- YOUR OBJECTIVE
Give a verbatim repeat of the lines that run from the line containing "for every instance of the short" to the end of the data below.
****************
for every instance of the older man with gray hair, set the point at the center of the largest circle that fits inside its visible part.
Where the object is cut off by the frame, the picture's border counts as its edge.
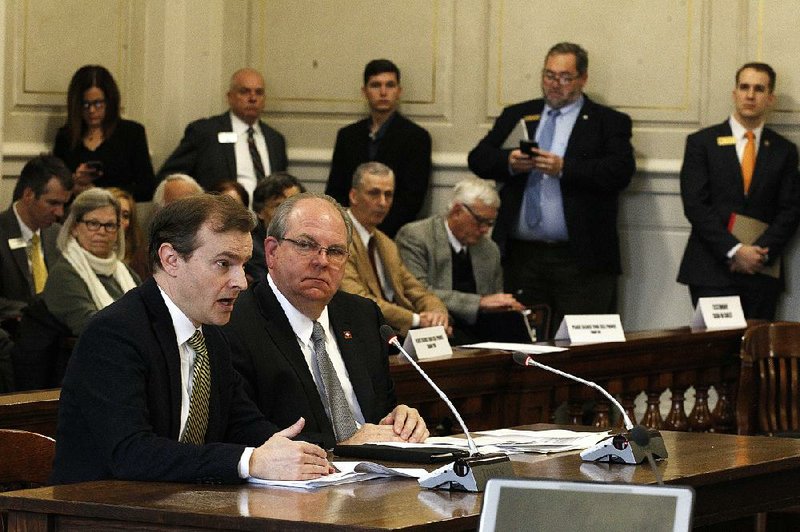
(453, 256)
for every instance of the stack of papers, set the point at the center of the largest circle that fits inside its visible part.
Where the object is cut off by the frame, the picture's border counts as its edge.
(348, 472)
(511, 441)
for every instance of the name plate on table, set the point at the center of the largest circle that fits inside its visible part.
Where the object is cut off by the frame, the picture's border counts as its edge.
(714, 313)
(430, 342)
(591, 328)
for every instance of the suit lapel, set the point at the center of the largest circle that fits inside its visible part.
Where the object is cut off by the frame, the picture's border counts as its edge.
(20, 255)
(348, 341)
(364, 266)
(279, 330)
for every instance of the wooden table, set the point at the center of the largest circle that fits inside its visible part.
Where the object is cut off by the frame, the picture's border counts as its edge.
(491, 391)
(733, 476)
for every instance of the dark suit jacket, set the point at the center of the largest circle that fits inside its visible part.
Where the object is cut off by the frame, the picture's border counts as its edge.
(202, 156)
(266, 353)
(16, 280)
(712, 188)
(119, 412)
(405, 148)
(598, 164)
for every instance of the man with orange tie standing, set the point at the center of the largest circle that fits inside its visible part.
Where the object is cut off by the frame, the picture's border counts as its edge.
(740, 168)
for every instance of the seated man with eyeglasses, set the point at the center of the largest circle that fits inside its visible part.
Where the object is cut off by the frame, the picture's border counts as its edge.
(306, 349)
(455, 258)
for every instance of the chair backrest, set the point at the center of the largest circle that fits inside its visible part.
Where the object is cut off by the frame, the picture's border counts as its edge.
(768, 400)
(26, 458)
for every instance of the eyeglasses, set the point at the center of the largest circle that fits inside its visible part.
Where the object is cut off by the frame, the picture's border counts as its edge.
(561, 79)
(96, 104)
(94, 226)
(337, 255)
(483, 222)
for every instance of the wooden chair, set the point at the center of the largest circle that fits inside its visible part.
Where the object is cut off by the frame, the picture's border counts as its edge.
(768, 400)
(27, 459)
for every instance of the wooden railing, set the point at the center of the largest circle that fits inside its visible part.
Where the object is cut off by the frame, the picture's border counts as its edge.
(491, 391)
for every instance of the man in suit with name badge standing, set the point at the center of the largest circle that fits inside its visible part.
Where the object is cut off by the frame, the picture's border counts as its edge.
(740, 168)
(557, 225)
(233, 146)
(150, 393)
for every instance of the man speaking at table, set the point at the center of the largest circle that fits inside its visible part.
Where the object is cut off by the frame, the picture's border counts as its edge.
(150, 392)
(307, 349)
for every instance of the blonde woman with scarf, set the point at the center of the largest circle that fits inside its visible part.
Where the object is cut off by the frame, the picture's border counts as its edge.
(91, 273)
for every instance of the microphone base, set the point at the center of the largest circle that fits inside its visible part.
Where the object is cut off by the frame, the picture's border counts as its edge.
(621, 449)
(469, 474)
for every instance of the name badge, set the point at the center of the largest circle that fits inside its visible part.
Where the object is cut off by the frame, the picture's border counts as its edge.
(227, 137)
(17, 243)
(713, 313)
(591, 328)
(430, 342)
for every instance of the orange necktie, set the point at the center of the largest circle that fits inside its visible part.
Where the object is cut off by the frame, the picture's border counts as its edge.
(748, 160)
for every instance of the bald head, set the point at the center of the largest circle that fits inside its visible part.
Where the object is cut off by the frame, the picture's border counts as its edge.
(246, 95)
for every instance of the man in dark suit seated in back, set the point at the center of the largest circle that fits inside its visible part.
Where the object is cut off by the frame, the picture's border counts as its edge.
(150, 393)
(28, 232)
(388, 137)
(233, 146)
(557, 225)
(453, 256)
(307, 349)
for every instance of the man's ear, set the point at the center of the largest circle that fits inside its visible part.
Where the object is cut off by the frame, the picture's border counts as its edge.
(270, 248)
(170, 259)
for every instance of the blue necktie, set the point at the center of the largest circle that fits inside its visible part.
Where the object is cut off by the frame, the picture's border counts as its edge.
(533, 189)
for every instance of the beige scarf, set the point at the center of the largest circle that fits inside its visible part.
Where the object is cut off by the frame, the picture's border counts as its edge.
(89, 266)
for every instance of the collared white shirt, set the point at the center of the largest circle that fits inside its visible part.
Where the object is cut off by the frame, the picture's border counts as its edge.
(738, 131)
(26, 233)
(184, 329)
(365, 236)
(245, 173)
(303, 326)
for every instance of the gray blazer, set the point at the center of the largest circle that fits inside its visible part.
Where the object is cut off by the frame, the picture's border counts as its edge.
(16, 280)
(425, 250)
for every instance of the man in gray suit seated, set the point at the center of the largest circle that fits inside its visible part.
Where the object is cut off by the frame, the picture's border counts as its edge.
(28, 231)
(455, 259)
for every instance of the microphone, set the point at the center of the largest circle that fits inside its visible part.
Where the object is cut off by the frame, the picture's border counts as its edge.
(631, 447)
(465, 474)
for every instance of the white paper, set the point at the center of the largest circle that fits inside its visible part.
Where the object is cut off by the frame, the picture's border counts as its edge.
(529, 349)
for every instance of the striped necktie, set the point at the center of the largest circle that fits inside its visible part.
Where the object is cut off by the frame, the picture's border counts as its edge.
(344, 424)
(197, 422)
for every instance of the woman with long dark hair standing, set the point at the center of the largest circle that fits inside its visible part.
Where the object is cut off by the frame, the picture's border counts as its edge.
(99, 146)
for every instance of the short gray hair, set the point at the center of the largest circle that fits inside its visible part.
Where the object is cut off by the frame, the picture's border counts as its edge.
(158, 195)
(472, 189)
(86, 202)
(371, 168)
(280, 220)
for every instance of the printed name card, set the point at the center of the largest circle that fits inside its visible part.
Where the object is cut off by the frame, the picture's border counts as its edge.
(430, 342)
(714, 313)
(591, 328)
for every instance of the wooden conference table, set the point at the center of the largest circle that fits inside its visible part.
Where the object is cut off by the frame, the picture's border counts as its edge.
(733, 476)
****************
- TASK OUTPUT
for every instance of the short gray hair, set the point at the center of the largest circle that fits inside its visible part.
Where the object is cut off by the frame, the picture's border counts as its edge.
(158, 195)
(472, 189)
(86, 202)
(371, 168)
(280, 220)
for every instance of the printed name card, set the point at the center of the largest circle that fits inside its visible part.
Where the object is cut off by the frame, the picture's border counts as its edge.
(430, 342)
(714, 313)
(591, 328)
for every instance of the wooden conference table, set the point at the center of the largest circle that fits inside its visible part.
Where the object is cut off by the frame, the picture's border counts as its edge.
(733, 476)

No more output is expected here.